[start of Input]

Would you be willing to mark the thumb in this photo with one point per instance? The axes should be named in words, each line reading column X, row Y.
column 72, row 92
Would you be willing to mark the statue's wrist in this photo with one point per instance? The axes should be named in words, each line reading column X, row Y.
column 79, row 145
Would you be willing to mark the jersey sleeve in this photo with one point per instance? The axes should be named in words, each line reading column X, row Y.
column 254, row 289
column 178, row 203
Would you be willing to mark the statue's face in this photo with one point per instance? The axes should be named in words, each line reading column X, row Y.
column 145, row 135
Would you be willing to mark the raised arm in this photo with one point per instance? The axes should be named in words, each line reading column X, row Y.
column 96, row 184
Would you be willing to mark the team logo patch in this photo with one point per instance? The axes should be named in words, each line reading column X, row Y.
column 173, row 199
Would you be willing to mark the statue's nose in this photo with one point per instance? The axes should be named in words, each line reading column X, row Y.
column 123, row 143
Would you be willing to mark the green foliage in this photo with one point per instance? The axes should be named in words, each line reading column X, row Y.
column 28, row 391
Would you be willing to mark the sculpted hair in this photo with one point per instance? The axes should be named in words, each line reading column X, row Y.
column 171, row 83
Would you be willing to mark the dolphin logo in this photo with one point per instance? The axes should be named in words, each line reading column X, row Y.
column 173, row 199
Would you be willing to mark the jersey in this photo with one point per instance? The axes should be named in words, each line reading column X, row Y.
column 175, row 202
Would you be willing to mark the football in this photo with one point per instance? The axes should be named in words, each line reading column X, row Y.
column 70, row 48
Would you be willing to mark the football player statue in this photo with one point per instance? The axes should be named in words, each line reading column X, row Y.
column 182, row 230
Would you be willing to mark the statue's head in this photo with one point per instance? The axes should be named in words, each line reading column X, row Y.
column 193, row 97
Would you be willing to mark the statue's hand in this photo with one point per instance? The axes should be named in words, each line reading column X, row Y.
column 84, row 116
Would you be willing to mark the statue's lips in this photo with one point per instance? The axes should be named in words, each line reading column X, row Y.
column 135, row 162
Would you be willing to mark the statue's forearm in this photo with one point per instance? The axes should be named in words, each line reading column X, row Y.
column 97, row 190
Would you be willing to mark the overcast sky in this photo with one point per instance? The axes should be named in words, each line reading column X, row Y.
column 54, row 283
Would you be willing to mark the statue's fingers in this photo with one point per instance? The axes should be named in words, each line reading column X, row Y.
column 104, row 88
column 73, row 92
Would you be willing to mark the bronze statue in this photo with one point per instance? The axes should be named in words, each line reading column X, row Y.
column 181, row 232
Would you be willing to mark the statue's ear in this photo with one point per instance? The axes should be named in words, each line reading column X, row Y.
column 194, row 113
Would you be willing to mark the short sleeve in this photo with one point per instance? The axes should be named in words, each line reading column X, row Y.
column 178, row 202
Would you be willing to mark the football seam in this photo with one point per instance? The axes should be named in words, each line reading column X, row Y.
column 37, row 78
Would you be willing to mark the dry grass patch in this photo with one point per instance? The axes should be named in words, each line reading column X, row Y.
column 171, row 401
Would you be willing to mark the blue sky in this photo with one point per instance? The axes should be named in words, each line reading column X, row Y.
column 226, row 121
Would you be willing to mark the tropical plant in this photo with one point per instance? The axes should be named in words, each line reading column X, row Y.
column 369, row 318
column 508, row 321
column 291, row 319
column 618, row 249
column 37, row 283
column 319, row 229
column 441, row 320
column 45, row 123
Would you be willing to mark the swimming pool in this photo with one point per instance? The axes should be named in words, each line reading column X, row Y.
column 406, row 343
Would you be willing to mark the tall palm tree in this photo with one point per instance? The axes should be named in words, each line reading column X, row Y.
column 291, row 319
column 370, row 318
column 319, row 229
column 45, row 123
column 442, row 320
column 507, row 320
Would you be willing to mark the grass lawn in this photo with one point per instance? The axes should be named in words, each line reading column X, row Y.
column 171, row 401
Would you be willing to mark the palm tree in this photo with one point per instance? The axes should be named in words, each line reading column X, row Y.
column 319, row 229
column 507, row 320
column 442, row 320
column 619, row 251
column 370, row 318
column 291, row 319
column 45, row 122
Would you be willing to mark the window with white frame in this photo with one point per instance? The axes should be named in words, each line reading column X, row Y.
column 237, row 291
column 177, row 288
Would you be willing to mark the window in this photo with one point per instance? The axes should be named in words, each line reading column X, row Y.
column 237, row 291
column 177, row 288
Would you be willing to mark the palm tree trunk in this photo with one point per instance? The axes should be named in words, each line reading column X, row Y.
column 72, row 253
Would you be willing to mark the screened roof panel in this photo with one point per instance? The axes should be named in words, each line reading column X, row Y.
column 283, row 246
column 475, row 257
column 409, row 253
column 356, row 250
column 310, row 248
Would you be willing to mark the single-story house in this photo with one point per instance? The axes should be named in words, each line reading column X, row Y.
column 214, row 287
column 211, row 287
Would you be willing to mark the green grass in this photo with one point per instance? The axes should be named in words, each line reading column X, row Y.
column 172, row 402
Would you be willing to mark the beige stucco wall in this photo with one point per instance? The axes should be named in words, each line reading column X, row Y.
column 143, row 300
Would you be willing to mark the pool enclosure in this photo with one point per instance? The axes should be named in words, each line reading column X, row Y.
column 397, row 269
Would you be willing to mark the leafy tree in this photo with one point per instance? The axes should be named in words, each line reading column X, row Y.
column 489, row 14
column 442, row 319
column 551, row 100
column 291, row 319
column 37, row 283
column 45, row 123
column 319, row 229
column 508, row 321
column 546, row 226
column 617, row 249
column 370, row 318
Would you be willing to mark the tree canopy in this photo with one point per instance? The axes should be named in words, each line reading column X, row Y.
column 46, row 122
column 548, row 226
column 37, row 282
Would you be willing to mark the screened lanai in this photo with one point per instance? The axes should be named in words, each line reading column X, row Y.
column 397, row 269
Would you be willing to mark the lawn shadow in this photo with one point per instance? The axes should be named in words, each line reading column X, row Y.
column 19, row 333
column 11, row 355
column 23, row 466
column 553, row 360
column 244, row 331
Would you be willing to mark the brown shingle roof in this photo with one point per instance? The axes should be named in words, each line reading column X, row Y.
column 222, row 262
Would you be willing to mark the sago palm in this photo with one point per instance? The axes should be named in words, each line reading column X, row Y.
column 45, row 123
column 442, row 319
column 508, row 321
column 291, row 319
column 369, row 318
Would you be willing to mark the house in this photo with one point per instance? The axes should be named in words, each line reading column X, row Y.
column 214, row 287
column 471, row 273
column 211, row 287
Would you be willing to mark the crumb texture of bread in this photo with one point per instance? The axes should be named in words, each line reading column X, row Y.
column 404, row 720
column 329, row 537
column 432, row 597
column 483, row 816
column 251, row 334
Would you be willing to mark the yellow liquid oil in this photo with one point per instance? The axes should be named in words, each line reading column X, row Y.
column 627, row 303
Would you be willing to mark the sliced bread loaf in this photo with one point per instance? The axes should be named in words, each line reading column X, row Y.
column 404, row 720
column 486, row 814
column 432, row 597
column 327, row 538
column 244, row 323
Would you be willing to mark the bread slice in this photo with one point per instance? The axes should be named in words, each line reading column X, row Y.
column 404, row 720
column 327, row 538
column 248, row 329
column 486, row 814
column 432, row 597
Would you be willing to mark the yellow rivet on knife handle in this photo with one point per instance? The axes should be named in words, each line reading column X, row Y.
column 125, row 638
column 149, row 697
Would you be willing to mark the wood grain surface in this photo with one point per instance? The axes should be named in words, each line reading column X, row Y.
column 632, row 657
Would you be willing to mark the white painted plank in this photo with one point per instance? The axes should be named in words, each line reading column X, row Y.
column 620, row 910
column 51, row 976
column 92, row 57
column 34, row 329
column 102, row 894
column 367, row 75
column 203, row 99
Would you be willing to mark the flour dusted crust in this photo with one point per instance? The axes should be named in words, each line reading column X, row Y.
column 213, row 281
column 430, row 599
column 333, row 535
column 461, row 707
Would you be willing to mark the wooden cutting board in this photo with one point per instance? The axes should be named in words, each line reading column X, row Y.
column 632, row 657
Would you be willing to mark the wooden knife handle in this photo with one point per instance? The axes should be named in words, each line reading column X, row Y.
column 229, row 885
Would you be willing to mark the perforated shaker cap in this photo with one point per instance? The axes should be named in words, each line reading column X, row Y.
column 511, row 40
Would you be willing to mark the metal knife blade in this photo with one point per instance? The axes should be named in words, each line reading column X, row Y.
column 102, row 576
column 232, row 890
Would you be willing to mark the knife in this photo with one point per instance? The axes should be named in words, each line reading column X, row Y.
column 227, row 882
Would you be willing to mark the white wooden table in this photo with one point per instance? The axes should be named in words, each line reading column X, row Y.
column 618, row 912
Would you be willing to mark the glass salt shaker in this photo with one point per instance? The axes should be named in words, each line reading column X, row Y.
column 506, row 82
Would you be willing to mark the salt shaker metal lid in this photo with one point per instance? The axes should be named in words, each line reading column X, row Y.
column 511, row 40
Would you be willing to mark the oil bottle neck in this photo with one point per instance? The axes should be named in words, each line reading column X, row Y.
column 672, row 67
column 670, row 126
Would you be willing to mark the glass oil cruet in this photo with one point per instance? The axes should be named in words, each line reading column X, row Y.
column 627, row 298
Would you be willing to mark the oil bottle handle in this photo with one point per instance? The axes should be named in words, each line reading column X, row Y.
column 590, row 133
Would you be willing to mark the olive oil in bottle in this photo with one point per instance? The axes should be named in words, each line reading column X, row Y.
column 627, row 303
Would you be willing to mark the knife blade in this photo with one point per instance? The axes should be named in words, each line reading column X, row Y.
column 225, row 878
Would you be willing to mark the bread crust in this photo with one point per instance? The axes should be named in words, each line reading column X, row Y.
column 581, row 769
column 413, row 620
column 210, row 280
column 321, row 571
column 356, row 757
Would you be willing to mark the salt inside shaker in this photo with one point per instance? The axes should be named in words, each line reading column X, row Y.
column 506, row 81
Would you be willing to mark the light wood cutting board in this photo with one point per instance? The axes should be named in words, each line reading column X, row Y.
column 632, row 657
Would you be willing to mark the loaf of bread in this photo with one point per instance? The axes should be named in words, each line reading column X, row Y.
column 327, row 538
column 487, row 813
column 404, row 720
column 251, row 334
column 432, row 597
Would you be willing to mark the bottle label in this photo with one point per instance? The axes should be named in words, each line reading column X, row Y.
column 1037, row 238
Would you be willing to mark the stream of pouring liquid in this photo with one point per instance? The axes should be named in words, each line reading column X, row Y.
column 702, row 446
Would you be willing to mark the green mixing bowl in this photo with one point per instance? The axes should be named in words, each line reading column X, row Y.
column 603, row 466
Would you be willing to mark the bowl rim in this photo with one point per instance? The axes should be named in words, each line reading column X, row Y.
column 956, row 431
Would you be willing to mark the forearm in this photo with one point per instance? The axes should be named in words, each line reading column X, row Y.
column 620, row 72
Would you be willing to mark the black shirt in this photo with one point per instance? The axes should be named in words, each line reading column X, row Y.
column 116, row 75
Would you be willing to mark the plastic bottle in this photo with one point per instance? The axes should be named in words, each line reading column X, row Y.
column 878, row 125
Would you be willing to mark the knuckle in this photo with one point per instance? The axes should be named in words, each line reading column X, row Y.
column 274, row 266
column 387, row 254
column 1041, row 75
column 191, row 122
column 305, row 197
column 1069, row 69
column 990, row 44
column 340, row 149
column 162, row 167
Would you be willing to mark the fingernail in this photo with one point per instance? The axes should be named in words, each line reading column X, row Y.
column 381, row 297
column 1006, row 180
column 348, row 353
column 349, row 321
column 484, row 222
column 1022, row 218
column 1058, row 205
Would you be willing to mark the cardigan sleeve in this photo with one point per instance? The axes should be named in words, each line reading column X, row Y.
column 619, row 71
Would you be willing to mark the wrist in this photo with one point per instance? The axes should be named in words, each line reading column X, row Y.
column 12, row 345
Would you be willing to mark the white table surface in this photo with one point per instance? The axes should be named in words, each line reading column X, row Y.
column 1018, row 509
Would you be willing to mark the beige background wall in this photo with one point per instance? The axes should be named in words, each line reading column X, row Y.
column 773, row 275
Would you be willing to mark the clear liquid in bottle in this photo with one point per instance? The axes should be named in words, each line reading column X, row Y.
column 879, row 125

[end of Input]

- [Task brief]:
Arrange the lines from the first one through the line with "column 178, row 203" as a Markdown table with the columns Row and Line, leaving out any blank lines.

- [Correct response]:
| Row | Line |
|---|---|
| 1 | Would you be willing to mark the thumb in this photo with one point per instance? The axes should be named in words, each line reading column X, row Y. |
| 2 | column 72, row 92 |
| 3 | Would you be willing to mark the statue's wrist in this photo with one point per instance? The axes should be named in words, each line reading column X, row Y. |
| 4 | column 79, row 145 |
| 5 | Would you be willing to mark the jersey sleeve in this photo with one point per instance? The axes should be named in words, each line reading column X, row Y. |
| 6 | column 254, row 289 |
| 7 | column 178, row 203 |